> _SUPPLIED PASSAGE_
┏━━

Carl Spencer (Cornet / Trumpet) - December 2020 |
Carl Spencer, cornet, with Spencer's Washboard Kings in 1966
Here are Spencer's Washboard Kings playing I Need Some Pettin' in the 1960s.
In 1969 the BBC televised a concert from the Hammersmith Palais to mark the 50th anniversary of the Original Dixieland Jazz Band’s first performance there, and Carl's band, Spencer’s Washboard Kings, helped recreate the original ODJB sounds from some fifty years earlier.
Spencer's Washboard Kings had become a popular UK band akin to the Temperence Seven. They are pictured here in 1968 during a summer season at the Central Pier, Blackpool.
For Carl, it all began in the early 1960s at the Thames Hotel in Hampton Court in the London borough of Richmond On Thames: ‘I used to go there either late ‘50s or ’60/61. At the time I worked in the Eastbourne branch of the National Provincial Bank, but was sent off for “Relief Work” at other branches. Staines was one of them, and I would go on Sunday nights to the Thames Hotel to see the Original Downtown Syncopators, a 5 piece outfit re-creating the ODJB music and run by Barry Dunning who later started the London City Agency with Johnny Jones, the ex-trumpeter of the London City Stompers. It was the Original Downtown Syncopators who inspired me to take up cornet (I played piano, but badly!) and to start my own band - Spencer’s Washboard Kings in 1964.’
A Pathé news video featuring the Original Downtown Syncopators in 1962.

┗━━

> _EXERCISE_
Set down the part of the Carl Spencer text from "For Carl, it" to "Syncopators in 1962.", word for word. The items that follow are drawn from a separate source and are unrelated to the Carl Spencer text.

> _STUDY MATERIAL_

┏━━

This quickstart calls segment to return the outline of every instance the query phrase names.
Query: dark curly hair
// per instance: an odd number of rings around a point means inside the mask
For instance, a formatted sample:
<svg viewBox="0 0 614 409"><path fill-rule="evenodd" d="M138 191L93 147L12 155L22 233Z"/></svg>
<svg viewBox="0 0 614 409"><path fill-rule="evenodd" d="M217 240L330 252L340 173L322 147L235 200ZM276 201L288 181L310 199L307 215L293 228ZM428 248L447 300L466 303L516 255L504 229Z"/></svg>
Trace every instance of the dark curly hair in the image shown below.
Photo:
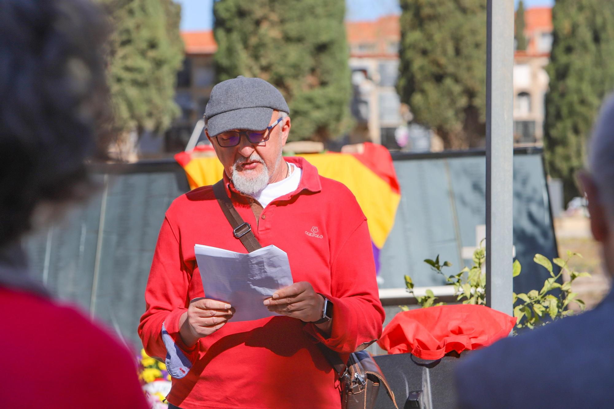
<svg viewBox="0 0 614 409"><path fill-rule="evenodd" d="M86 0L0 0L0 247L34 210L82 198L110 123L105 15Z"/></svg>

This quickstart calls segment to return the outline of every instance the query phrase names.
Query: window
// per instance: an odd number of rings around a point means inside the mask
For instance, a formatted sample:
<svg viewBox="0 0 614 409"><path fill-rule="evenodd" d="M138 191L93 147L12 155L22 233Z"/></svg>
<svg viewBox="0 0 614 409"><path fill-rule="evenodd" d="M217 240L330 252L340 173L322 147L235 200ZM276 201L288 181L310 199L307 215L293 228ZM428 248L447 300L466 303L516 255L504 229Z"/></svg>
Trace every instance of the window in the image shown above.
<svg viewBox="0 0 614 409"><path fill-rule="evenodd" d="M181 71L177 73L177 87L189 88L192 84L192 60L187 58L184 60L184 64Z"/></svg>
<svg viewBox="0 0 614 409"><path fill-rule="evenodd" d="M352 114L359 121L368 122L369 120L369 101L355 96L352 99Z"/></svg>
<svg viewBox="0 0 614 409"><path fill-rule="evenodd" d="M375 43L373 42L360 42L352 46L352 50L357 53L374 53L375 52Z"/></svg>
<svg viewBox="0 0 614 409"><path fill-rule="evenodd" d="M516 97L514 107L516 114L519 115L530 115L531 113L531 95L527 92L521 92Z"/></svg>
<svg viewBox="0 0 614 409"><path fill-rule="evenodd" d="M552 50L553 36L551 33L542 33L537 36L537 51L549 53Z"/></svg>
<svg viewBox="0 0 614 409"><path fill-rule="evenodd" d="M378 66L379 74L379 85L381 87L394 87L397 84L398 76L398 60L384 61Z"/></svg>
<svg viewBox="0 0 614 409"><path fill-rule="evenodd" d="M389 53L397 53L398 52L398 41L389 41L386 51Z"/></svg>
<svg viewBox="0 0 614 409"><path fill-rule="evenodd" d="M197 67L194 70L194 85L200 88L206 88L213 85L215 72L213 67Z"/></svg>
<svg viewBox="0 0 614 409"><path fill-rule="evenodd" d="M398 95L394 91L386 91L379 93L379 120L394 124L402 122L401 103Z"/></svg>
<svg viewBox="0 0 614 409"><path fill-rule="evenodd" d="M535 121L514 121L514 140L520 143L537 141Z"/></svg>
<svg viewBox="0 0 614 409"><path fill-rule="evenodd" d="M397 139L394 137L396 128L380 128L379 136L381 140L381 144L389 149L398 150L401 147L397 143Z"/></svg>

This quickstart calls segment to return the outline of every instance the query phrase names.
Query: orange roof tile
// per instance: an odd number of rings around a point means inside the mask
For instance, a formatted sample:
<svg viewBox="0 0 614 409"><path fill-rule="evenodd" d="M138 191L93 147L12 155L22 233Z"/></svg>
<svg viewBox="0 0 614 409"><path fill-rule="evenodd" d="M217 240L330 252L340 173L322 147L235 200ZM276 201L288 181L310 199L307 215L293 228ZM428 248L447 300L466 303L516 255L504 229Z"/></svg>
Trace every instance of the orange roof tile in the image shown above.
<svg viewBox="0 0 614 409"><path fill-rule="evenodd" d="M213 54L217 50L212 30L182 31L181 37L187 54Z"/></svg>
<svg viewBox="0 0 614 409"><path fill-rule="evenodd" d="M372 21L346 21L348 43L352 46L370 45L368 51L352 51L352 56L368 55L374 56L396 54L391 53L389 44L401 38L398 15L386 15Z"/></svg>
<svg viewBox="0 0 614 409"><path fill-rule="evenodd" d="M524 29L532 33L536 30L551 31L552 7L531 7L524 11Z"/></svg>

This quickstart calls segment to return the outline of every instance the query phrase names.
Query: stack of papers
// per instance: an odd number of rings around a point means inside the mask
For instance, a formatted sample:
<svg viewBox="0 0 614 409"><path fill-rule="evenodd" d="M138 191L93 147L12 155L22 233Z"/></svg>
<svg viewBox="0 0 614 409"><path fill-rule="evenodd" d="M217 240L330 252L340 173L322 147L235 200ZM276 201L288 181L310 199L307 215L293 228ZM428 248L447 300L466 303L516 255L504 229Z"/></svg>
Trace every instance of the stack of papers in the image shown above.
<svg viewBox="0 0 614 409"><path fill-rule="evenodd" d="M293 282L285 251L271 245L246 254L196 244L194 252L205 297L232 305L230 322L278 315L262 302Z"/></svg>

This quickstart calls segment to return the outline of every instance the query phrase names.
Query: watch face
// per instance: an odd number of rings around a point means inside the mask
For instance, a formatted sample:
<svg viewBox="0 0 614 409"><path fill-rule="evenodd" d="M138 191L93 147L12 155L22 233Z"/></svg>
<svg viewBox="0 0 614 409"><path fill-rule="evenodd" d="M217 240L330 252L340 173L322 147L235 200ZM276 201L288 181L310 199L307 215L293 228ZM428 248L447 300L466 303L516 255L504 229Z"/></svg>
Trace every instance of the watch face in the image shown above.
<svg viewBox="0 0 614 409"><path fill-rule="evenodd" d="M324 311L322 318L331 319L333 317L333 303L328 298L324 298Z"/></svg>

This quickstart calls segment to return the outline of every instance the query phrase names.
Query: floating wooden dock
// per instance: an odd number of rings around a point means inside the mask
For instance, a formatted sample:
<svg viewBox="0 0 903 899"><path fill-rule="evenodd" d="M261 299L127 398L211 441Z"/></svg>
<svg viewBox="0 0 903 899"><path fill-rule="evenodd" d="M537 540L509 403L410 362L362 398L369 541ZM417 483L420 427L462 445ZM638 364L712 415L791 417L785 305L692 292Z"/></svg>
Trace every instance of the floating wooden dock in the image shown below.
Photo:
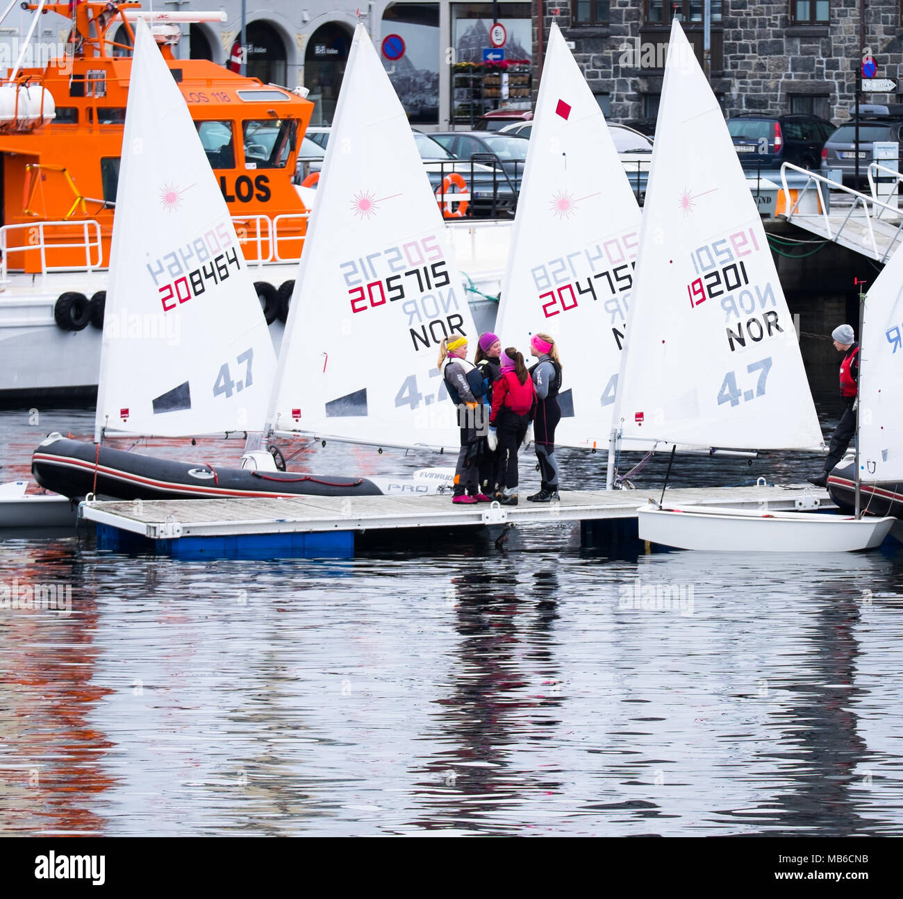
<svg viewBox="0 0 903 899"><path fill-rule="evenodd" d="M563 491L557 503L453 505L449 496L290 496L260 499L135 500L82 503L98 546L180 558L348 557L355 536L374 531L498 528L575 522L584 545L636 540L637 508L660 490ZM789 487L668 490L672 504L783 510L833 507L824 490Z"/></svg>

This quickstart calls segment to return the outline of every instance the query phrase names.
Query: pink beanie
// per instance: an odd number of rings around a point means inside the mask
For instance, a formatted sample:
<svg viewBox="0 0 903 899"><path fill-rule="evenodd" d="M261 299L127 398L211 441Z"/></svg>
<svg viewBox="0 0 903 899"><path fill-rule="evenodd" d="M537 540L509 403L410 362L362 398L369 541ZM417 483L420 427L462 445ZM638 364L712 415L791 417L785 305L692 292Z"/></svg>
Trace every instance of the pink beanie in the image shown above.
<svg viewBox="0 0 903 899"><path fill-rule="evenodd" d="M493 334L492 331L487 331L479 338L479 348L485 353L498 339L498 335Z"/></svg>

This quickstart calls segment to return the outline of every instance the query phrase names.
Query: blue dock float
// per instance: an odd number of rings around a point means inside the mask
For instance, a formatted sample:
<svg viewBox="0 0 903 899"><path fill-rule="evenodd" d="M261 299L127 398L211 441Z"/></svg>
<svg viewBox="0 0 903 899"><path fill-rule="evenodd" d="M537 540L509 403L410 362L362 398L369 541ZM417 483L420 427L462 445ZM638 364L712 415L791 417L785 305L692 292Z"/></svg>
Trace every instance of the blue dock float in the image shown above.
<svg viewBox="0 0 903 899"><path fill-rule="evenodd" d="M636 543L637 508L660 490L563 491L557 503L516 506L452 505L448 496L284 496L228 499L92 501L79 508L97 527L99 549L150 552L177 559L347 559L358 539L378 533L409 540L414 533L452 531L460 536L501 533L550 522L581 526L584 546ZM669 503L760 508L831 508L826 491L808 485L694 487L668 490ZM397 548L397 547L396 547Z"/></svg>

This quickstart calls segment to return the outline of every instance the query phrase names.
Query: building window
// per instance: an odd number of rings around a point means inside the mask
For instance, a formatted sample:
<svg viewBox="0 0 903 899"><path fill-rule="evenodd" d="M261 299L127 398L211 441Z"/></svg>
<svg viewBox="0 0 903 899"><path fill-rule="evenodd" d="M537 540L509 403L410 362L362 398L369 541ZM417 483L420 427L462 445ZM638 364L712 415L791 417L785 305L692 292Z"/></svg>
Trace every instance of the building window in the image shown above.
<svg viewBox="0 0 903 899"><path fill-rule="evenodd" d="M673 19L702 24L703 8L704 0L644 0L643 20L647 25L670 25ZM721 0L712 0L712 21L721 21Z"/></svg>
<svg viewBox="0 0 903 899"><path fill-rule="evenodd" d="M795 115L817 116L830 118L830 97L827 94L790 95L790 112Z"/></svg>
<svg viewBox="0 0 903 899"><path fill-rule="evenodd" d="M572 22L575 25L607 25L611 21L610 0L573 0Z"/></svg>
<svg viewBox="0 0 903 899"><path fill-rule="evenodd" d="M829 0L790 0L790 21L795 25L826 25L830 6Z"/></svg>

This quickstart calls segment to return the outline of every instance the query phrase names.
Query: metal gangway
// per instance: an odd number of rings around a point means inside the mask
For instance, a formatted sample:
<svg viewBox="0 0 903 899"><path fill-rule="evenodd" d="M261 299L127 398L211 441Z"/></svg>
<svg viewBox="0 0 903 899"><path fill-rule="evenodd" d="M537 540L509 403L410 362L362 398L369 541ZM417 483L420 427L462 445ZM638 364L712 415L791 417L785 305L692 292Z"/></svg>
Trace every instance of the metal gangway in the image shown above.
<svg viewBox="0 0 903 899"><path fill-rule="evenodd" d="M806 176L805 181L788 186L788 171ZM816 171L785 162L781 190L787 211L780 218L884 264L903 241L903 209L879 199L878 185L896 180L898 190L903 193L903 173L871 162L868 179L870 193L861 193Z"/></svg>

┗━━

> _YOUR RESPONSE_
For Carl, it all began in the early 1960s at the Thames Hotel in Hampton Court in the London borough of Richmond On Thames: ‘I used to go there either late ‘50s or ’60/61. At the time I worked in the Eastbourne branch of the National Provincial Bank, but was sent off for “Relief Work” at other branches. Staines was one of them, and I would go on Sunday nights to the Thames Hotel to see the Original Downtown Syncopators, a 5 piece outfit re-creating the ODJB music and run by Barry Dunning who later started the London City Agency with Johnny Jones, the ex-trumpeter of the London City Stompers. It was the Original Downtown Syncopators who inspired me to take up cornet (I played piano, but badly!) and to start my own band - Spencer’s Washboard Kings in 1964.’
A Pathé news video featuring the Original Downtown Syncopators in 1962.